The next type of meat tenderizing technique is called pounding. Pounding is fairly self-explanatory. There are specific hammers and mallets designed with small triangular spikes on the ends of the mallet. To tenderize the meat, you simply take the mallet and gently but powerfully hit the meat over and over again. You will begin to see small indentations appear on the surface of the meat, which is an indication that the meat is getting tenderized. This is a physical way to break down the protein fibers and soften them up.
Poking is another tenderizing technique that involves puncturing the surface of the steak. To use a poke tenderizer on a steak, you take a fork or a poke tenderizer and stab the meat repeatedly. The tines of the fork will go into the meat breaking up the fibers manually. Poking tenderizers are tools that you can buy at kitchen supply stores to help you tenderize your meat. These tools have several sharp metal skewers poking out of a handle. You take the tool and stab the skewers repeatedly into the meat to loosen up the fibers and break down the protein.

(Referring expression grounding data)
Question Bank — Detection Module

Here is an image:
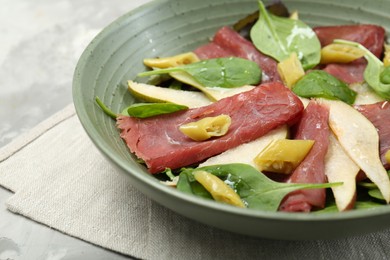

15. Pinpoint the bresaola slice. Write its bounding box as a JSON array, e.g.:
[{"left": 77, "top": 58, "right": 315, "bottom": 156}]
[
  {"left": 117, "top": 82, "right": 303, "bottom": 173},
  {"left": 279, "top": 101, "right": 330, "bottom": 212},
  {"left": 194, "top": 26, "right": 281, "bottom": 83}
]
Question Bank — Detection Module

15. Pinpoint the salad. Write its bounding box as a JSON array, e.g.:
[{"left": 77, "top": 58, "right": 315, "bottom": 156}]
[{"left": 96, "top": 1, "right": 390, "bottom": 212}]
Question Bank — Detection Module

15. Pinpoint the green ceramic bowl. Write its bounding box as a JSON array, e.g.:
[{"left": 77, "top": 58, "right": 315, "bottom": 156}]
[{"left": 73, "top": 0, "right": 390, "bottom": 239}]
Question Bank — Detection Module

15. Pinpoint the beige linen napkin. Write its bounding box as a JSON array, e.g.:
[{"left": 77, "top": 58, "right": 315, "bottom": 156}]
[{"left": 0, "top": 104, "right": 390, "bottom": 259}]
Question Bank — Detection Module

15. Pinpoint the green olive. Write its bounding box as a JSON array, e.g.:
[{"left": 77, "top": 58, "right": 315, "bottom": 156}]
[
  {"left": 144, "top": 52, "right": 199, "bottom": 69},
  {"left": 254, "top": 139, "right": 314, "bottom": 174},
  {"left": 179, "top": 115, "right": 232, "bottom": 141}
]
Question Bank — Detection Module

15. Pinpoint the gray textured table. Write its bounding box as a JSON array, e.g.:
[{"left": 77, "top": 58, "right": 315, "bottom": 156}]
[{"left": 0, "top": 0, "right": 149, "bottom": 259}]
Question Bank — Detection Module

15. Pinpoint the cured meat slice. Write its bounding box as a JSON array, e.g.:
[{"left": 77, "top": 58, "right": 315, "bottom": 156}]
[
  {"left": 313, "top": 24, "right": 385, "bottom": 58},
  {"left": 279, "top": 101, "right": 330, "bottom": 212},
  {"left": 194, "top": 26, "right": 280, "bottom": 83},
  {"left": 117, "top": 82, "right": 303, "bottom": 173},
  {"left": 355, "top": 101, "right": 390, "bottom": 170}
]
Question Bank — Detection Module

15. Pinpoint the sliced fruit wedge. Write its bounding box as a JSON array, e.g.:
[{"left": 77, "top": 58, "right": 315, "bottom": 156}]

- **What you are asked to do**
Can you output the part of the meat tenderizing passage between "Poking is another" and "down the protein.", inclusive, word for word?

- **Written response**
Poking is another tenderizing technique that involves puncturing the surface of the steak. To use a poke tenderizer on a steak, you take a fork or a poke tenderizer and stab the meat repeatedly. The tines of the fork will go into the meat breaking up the fibers manually. Poking tenderizers are tools that you can buy at kitchen supply stores to help you tenderize your meat. These tools have several sharp metal skewers poking out of a handle. You take the tool and stab the skewers repeatedly into the meat to loosen up the fibers and break down the protein.